Pile of U.S. passport documents. (photo via iStock/Getty Images Plus/Bet_Noire)
It’s not news that Americans have recently been shaking off their pandemic-era shackles by booking overseas vacations in droves. But, if you’re planning an international trip that’s only a couple of months away and you need a new passport, you can no longer count on getting it in time.
Passport processing has been moving at a crawl since the onset of the pandemic prompted the Bureau of Consular Affairs to limit staffing or pause operations at its nationwide passport centers and offices. This in itself caused a backlog that’s been difficult to catch up with; but, combine that with the post-pandemic surge of applicants trying to travel overseas now, and the agency has found itself in real trouble.
In recent weeks, the State Department has made attempts to alert the public that they should expect unusually long delays in getting their applications and renewals approved and their actual, physical passports issued.
In light of what it is calling “unprecedented demand,” the U.S. State Department tweeted an update Friday regarding the prolonged periods people are having to wait for their passports to arrive.
Wait times, it wrote, are now typically taking 10 to 13 weeks from the time an application is received (not including mailing time, which could tack on a couple of weeks to the process). Even expedited processing, for which you’ll pay an extra $60, is currently averaging seven to nine weeks.
And, things are getting worse instead of better. This week’s update indicates increased delays since the State Department’s previous advisory, issued in late February, which stated that standard processing was typically taking anywhere from eight to 11 weeks, while expedited service was averaging five to seven weeks.

Problems and tasks:
1. In the article on U.S. passport delays, how much extra does expedited processing cost?
2. Copy out the stretch of the passport delays article from "In light of" through "to seven weeks.".

Source material:
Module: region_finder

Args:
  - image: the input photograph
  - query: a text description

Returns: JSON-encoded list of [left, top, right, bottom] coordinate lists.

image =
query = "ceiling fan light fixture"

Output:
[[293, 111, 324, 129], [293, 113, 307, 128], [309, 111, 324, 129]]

...

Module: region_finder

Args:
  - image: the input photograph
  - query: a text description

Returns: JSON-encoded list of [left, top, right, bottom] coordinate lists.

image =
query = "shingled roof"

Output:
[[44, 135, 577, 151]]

==

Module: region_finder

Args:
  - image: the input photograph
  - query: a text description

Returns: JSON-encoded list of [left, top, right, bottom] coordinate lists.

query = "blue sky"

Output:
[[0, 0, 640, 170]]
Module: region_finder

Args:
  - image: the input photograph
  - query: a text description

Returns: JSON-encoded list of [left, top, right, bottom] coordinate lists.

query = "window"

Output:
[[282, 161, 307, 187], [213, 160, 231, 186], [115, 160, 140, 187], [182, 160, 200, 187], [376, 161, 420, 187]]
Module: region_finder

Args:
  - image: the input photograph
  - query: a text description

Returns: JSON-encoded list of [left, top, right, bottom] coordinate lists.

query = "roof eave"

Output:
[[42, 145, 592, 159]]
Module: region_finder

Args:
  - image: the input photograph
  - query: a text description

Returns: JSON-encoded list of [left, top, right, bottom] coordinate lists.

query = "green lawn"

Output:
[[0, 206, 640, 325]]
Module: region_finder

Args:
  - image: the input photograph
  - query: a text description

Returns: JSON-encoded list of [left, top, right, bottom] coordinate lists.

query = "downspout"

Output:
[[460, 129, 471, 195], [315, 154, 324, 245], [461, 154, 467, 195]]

Answers given:
1. An extra $60.

2.
In light of what it is calling “unprecedented demand,” the U.S. State Department tweeted an update Friday regarding the prolonged periods people are having to wait for their passports to arrive.
Wait times, it wrote, are now typically taking 10 to 13 weeks from the time an application is received (not including mailing time, which could tack on a couple of weeks to the process). Even expedited processing, for which you’ll pay an extra $60, is currently averaging seven to nine weeks.
And, things are getting worse instead of better. This week’s update indicates increased delays since the State Department’s previous advisory, issued in late February, which stated that standard processing was typically taking anywhere from eight to 11 weeks, while expedited service was averaging five to seven weeks.